Tasks
1. According to the advice excerpt below, what two roles are the best thing ACF can be for Jack?
2. For each statement, say whether it agrees with the advice excerpt below, answering yes or no and quoting the deciding words: (a) The excerpt tells ACF to push Jack to break up with Jill. (b) The excerpt calls the problem self-correcting. (c) The excerpt says that trying to pull two teenagers apart makes them stick together.
3. Please print the part of the advice excerpt below between "Which is where" and "needs to vent.", inclusive.

**** Page excerpt

Which is where you come in ACF. It sounds like Jack could use somebody in his corner and point out that, while it’s good that things are happy most of the time, when they’re not, it’s really not. He could use someone he could talk to, someone who can tell him when his problems are legit and be willing to listen to him when he needs to vent.
And, importantly, someone who’s willing to tell him when his girlfriend is being an a
hole to him and that it’s ok to be upset when someone treats him this way.
Now I’m not saying that you need to be pushing Jack to dump Jill. Mostly because it probably wouldn’t work; there’s no better way to get two teenagers to stick together like lovesick barnacles than to try to pull them apart. But also because, honestly, this tends to be a self-correcting problem; the relationships you have in your teen years are like a Zack Snyder film: exciting on the surface, full of sturm and drang and fall apart if you even look at it cross-eyed. But that doesn’t mean that it can’t be painful, or that it can’t create a precedent for the future.
So the best thing you can do is be both a sounding board and a reality check for Jack. Let him know when his complaints are real and when the way that Jill treats him is bad. Back him up when he feels ready to confront her and be his support when he wavers. And when it seems like she’s manipulating him, be the guy to call it out so he can stand firm.
And if he starts to have doubts about things with Jill… well, you can be there to give him your two cents about it all.
Be his friend, ACF, because that’s what he’s going to really need down the line.

********
**** Given information

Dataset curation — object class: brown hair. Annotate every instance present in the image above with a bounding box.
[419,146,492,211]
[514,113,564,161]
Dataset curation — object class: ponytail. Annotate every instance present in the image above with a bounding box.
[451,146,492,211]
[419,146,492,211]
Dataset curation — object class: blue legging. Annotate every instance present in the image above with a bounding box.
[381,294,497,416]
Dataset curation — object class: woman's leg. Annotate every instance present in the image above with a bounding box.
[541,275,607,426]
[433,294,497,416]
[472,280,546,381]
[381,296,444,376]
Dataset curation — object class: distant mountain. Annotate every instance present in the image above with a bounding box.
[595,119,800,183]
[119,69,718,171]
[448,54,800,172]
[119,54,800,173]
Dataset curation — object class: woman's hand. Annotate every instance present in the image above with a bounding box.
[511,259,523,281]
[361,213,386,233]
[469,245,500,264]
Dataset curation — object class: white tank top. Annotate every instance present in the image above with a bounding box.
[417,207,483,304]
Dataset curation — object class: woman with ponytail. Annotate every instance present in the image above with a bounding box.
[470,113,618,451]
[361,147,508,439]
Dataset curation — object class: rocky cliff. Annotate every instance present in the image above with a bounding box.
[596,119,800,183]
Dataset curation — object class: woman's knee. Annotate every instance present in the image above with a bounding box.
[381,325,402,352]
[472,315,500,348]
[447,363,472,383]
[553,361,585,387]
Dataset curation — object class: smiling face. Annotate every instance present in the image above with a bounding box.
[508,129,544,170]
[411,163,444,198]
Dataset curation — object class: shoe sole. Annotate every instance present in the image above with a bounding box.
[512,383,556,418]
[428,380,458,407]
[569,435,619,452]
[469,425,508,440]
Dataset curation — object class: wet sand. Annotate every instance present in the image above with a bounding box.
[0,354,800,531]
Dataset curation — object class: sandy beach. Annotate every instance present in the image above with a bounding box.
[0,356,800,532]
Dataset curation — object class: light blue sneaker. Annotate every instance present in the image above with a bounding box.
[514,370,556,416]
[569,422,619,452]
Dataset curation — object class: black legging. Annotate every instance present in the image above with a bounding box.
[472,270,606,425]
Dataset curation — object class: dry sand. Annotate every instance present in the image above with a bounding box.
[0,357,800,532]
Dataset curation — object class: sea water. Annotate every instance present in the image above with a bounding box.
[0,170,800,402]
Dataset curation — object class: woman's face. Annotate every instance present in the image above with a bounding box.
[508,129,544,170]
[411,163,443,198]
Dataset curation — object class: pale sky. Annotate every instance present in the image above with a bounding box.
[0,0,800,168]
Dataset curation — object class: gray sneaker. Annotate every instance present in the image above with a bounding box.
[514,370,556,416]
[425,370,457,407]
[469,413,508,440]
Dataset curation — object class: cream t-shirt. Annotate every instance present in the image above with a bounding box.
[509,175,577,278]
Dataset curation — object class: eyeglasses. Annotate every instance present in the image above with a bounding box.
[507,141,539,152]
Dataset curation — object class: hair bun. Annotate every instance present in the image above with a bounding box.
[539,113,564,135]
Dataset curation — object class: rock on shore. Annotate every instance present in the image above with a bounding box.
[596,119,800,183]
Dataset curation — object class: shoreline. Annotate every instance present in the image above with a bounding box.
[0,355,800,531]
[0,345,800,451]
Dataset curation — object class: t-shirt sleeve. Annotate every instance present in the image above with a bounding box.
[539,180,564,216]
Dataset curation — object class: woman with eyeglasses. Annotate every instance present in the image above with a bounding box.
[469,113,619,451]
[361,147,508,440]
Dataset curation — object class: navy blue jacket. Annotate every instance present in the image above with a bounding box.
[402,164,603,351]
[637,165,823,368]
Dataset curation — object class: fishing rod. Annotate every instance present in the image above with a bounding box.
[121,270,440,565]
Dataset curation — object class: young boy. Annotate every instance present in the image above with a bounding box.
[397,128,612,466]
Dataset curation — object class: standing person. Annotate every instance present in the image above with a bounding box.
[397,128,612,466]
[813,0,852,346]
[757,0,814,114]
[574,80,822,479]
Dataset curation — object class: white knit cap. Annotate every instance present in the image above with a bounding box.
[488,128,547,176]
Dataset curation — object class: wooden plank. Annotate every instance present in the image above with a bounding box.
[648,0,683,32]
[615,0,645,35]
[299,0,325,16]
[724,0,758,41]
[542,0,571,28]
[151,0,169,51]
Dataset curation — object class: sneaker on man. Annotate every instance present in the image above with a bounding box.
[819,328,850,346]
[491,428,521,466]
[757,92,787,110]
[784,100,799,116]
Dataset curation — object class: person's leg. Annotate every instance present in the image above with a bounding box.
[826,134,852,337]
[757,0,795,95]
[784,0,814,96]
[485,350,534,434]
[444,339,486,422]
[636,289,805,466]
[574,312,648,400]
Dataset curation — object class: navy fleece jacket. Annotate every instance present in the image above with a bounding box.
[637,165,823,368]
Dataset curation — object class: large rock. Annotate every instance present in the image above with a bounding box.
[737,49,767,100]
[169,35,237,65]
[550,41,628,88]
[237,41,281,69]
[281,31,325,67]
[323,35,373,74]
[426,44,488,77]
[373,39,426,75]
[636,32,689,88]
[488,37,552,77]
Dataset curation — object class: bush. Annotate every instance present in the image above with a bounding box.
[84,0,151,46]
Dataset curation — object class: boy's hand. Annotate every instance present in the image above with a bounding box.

********

Written answers
1. A sounding board and a reality check.

2.
(a) No: "Now I’m not saying that you need to be pushing Jack to dump Jill."
(b) Yes: "this tends to be a self-correcting problem"
(c) Yes: "there’s no better way to get two teenagers to stick together like lovesick barnacles than to try to pull them apart."

3.
Which is where you come in ACF. It sounds like Jack could use somebody in his corner and point out that, while it’s good that things are happy most of the time, when they’re not, it’s really not. He could use someone he could talk to, someone who can tell him when his problems are legit and be willing to listen to him when he needs to vent.